### Instructions to follow
Gather every line in the entries below that contains the word "bamboo" and copy each of those lines in full.

* START Data provided *

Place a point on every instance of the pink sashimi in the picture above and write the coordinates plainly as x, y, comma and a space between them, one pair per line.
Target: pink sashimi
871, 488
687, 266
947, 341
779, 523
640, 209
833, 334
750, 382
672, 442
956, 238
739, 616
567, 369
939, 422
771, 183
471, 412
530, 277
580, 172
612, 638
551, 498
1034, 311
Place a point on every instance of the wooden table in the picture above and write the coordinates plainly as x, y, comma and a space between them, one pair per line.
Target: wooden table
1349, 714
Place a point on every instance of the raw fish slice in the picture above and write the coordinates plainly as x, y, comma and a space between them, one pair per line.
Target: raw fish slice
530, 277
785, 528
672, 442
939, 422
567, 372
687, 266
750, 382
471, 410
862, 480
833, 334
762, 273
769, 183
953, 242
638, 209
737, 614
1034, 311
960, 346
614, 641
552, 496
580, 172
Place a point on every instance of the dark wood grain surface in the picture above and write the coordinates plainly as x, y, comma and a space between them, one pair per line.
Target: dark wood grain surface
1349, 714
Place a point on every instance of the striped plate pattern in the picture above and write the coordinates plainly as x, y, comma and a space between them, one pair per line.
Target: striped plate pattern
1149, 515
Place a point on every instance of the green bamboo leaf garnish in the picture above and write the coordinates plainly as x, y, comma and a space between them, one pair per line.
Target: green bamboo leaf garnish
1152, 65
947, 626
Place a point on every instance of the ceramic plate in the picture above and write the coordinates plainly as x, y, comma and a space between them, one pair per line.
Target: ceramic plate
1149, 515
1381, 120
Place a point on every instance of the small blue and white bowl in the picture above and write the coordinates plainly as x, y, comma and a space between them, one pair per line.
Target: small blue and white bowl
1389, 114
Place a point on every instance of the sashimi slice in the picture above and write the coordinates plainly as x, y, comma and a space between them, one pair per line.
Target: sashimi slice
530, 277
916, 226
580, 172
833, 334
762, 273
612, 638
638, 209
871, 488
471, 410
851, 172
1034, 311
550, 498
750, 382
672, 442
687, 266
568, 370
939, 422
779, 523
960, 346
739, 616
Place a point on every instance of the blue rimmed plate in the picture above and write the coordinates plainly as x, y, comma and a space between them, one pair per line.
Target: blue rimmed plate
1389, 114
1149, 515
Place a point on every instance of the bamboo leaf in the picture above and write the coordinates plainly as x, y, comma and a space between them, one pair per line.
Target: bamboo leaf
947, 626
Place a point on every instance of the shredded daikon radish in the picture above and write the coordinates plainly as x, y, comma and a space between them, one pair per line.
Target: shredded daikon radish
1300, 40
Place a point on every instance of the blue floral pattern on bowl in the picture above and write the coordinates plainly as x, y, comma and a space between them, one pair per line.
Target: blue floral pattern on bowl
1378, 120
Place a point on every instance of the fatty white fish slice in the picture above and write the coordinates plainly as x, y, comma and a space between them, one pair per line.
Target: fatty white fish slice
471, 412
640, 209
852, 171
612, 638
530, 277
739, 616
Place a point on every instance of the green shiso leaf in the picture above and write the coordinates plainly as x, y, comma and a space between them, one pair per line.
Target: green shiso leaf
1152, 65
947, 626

* END Data provided *
* START Data provided *

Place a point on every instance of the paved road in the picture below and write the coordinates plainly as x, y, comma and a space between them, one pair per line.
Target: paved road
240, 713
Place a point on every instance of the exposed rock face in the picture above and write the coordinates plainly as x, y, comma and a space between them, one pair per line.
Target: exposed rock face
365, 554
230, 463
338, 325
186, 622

* END Data provided *

### Worked answer
Place a point on every instance of the green bamboo leaf garnish in the picture above and write the coordinates plainly as x, y, comma and a space between them, one pair per line.
Target: green bamboo leaf garnish
Place a point on every instance of the bamboo leaf in the picture above and write the coordinates plainly as x, y, comma and a space between them, one pair per line.
Target: bamboo leaf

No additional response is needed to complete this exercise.